# Task instructions
Return the exact lines spanning from the line with "Target: girl's hand" through the last line of the entries, boundaries included, and no others.

:: Raw data ::

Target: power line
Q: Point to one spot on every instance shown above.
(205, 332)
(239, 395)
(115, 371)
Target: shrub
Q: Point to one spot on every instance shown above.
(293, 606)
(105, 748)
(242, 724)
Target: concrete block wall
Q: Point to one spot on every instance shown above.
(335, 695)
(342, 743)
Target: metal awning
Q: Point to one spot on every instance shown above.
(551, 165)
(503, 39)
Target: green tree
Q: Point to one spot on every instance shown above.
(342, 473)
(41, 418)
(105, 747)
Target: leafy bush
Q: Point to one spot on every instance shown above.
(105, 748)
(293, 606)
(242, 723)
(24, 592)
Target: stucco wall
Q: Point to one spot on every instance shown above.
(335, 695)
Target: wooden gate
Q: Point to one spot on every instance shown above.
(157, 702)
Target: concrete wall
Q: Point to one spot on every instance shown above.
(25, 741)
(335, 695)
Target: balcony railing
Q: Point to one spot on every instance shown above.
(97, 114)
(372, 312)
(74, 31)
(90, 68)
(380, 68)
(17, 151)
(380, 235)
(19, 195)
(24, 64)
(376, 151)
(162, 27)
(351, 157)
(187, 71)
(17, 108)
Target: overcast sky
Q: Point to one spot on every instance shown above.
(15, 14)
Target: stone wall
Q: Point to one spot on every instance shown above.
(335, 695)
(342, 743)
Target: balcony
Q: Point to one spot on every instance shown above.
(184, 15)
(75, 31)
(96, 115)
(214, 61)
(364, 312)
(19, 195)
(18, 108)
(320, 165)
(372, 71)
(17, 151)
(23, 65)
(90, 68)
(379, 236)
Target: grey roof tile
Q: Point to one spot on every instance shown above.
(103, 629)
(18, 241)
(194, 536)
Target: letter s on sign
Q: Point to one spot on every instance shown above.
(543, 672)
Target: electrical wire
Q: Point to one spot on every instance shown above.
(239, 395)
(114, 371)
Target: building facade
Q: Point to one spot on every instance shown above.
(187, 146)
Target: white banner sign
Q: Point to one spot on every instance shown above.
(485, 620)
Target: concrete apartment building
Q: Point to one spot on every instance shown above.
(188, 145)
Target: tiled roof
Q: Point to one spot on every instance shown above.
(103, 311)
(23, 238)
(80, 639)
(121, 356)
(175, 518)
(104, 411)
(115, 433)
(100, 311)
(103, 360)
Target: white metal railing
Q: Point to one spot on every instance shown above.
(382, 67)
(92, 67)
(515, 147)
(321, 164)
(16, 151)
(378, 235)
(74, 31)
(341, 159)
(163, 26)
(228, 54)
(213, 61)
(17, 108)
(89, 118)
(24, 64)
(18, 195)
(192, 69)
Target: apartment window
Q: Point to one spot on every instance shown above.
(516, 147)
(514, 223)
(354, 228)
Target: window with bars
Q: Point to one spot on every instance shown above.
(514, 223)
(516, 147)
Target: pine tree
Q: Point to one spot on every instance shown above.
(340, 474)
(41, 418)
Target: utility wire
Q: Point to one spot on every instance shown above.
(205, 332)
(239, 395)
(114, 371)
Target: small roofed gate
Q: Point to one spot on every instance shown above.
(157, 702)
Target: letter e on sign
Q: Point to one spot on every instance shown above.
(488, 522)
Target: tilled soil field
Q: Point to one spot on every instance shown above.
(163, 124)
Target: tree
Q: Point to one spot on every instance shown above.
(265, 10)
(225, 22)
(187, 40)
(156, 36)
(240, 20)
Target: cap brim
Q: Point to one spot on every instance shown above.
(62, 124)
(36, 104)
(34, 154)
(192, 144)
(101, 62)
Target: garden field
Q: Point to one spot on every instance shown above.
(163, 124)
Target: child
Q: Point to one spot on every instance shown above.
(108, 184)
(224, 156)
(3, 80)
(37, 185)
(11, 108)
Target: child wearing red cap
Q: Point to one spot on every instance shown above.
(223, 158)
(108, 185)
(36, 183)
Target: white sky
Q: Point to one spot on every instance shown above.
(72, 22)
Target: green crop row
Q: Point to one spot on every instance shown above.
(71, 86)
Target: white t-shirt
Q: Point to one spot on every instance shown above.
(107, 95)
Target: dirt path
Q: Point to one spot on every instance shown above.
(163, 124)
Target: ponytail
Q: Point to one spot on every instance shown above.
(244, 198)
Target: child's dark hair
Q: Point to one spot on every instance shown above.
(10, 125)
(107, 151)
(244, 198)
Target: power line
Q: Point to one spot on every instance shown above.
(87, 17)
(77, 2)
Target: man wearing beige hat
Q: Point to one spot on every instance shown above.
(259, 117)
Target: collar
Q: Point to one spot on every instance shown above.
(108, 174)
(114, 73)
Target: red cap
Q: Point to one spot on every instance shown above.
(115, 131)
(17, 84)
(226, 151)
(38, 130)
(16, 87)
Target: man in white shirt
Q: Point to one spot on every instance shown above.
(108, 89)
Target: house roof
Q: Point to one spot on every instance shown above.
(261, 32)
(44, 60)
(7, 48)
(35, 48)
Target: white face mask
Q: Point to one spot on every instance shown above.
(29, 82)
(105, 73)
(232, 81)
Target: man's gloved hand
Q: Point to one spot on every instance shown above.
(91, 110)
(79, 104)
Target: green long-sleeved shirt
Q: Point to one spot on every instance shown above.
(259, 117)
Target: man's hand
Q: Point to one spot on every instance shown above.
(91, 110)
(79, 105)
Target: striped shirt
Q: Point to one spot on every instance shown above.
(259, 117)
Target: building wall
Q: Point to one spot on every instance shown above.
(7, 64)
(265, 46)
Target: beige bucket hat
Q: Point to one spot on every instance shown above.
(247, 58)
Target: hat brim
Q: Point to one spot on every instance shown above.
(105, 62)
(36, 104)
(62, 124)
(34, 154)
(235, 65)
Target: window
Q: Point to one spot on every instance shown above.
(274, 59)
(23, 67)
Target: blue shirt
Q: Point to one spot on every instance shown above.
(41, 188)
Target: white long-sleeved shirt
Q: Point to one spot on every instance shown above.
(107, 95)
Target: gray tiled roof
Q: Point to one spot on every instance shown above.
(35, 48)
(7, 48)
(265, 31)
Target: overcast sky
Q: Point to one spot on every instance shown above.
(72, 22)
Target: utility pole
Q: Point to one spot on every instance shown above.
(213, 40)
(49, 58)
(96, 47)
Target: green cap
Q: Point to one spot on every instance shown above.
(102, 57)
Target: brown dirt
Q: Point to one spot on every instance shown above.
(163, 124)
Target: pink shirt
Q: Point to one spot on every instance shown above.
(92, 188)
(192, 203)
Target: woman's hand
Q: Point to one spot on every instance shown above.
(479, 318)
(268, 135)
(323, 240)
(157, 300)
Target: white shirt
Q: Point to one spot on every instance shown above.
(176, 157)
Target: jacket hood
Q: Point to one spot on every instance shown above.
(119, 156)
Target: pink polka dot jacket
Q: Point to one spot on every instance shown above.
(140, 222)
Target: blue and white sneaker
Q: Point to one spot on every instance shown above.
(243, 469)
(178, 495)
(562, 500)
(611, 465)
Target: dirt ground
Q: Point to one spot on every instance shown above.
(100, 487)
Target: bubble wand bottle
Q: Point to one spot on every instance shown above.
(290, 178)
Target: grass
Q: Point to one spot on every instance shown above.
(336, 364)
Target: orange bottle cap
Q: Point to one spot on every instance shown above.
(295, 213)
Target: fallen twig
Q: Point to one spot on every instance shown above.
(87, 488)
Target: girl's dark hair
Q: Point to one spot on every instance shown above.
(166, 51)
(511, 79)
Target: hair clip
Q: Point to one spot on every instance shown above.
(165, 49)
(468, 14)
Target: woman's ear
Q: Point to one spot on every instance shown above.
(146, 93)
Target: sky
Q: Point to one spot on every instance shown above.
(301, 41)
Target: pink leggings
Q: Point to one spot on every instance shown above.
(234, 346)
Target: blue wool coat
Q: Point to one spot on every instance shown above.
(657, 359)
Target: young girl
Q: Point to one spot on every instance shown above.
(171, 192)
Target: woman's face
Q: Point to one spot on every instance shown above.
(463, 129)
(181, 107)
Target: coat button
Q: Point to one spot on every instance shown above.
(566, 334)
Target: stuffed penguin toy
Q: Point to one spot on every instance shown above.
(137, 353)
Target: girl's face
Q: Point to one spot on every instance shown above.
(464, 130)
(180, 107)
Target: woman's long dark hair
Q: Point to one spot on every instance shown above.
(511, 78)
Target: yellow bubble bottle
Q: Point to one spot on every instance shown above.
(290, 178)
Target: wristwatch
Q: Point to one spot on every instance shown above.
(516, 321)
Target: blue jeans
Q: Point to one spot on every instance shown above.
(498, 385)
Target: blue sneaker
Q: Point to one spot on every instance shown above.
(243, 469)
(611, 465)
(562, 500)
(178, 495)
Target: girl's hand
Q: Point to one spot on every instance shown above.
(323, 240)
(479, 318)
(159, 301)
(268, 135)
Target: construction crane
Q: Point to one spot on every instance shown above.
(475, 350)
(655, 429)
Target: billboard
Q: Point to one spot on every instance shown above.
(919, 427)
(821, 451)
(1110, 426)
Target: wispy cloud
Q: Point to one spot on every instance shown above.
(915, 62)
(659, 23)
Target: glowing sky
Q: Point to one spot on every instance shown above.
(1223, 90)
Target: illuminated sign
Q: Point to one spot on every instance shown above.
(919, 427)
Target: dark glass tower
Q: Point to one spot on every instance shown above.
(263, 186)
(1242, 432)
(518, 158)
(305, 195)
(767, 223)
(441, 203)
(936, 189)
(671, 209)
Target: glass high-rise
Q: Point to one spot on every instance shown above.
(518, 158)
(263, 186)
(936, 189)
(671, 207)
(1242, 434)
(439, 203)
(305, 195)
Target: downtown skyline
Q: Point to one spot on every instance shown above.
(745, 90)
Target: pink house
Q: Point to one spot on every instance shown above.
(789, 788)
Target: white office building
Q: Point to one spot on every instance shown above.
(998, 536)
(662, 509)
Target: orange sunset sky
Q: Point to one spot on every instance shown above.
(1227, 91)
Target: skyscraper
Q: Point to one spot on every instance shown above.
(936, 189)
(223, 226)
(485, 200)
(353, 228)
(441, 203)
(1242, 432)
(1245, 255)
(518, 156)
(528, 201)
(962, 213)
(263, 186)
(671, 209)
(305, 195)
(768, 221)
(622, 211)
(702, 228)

:::

# Solution to the problem
Target: girl's hand
Q: Point to one spot on every instance shown above.
(323, 240)
(479, 318)
(159, 301)
(268, 135)
Target: construction crane
Q: Point to one spot on every instance shown above.
(475, 350)
(655, 429)
Target: billboard
Q: Point to one spot on every instance shown above.
(919, 427)
(821, 451)
(1110, 426)
Target: wispy cloud
Q: Point to one spot on every instance shown above.
(915, 62)
(659, 23)
Target: glowing sky
Q: Point to one spot on every instance shown above.
(1223, 90)
Target: illuminated sign
Q: Point to one spot on every instance shown above.
(919, 427)
Target: dark glass tower
Q: Point to one spot on every instance shown above.
(263, 186)
(1242, 432)
(518, 158)
(305, 195)
(767, 223)
(441, 203)
(936, 189)
(671, 209)
Target: glass high-rise
Q: Point to one spot on every instance shown above.
(518, 158)
(263, 186)
(936, 189)
(671, 207)
(1242, 434)
(439, 203)
(305, 195)
Target: downtown skyline
Q: Point to one spot on every instance shown above.
(745, 90)
Target: pink house
Q: Point to one spot on every instance shown above.
(789, 788)
Target: white office building
Q: Point to one spot on every instance shown above.
(998, 536)
(662, 509)
Target: orange sunset sky
Q: Point to one spot on every instance shown above.
(1227, 91)
Target: skyscraper
Q: Point to one spot on every instance shown above.
(936, 189)
(223, 226)
(485, 200)
(353, 228)
(441, 203)
(1242, 432)
(1245, 255)
(518, 156)
(528, 201)
(962, 213)
(263, 186)
(671, 209)
(305, 195)
(768, 221)
(622, 211)
(702, 228)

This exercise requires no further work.